▸ **Collection entries**:
++++++++++

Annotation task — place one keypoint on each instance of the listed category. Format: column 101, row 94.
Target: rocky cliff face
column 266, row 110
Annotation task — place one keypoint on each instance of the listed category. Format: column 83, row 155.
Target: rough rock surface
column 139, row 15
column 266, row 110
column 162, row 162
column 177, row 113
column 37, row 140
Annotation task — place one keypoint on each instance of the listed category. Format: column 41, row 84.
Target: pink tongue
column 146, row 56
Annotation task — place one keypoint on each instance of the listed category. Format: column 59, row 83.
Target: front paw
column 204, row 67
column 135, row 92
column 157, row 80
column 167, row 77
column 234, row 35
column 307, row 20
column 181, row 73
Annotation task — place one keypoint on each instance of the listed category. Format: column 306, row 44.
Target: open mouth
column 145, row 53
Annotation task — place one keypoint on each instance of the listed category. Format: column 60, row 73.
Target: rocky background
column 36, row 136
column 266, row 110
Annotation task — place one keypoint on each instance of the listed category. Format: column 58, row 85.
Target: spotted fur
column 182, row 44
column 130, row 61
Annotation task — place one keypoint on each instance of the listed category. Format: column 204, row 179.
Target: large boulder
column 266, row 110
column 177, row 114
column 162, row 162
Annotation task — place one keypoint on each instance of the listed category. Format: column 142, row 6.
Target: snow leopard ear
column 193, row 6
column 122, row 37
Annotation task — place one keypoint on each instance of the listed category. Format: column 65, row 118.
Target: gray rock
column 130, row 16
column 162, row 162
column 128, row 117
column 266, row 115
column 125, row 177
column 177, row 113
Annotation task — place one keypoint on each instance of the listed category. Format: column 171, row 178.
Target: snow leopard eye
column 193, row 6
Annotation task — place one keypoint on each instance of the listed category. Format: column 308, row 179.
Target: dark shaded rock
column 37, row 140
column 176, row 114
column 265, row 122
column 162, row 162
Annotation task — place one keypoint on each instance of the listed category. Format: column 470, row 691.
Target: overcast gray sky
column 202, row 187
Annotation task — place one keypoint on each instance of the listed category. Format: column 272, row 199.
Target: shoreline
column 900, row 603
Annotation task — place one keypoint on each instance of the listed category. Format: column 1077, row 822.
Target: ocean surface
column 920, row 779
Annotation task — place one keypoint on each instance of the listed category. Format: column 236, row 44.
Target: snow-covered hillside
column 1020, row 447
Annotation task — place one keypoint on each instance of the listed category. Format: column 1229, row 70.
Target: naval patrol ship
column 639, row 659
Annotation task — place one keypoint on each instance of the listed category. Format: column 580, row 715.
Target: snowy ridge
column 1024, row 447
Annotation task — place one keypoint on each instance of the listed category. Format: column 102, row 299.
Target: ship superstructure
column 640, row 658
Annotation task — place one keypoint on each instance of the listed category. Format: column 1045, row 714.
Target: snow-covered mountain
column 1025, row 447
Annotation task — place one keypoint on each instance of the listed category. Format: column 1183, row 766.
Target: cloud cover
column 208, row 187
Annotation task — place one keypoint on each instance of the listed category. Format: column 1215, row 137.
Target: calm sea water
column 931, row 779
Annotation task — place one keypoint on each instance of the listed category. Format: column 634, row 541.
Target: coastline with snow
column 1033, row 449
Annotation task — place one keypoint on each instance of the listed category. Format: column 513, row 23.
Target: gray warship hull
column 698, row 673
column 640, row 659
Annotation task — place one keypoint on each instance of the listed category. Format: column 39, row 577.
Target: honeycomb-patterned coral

++++++++++

▸ **Given instruction**: Print verbatim the lines of the material from the line containing "1045, row 714." through the last line of the material, including both of those lines.

▸ **In response**:
Annotation task — place one keypoint on each instance of the listed category. Format: column 1045, row 714.
Target: snow-covered mountain
column 1025, row 447
Annotation task — place one keypoint on each instance of the listed category. Format: column 1183, row 766.
Target: cloud cover
column 208, row 187
Annotation task — place one keypoint on each instance of the listed category. Format: column 1215, row 137.
Target: calm sea water
column 931, row 779
Annotation task — place one keypoint on each instance of the listed category. Format: column 634, row 541.
Target: coastline with snow
column 1033, row 449
Annotation task — place one keypoint on each instance of the listed category. Format: column 513, row 23.
Target: gray warship hull
column 698, row 673
column 640, row 659
Annotation task — place one keypoint on each instance of the listed category. Format: column 39, row 577.
Target: honeycomb-patterned coral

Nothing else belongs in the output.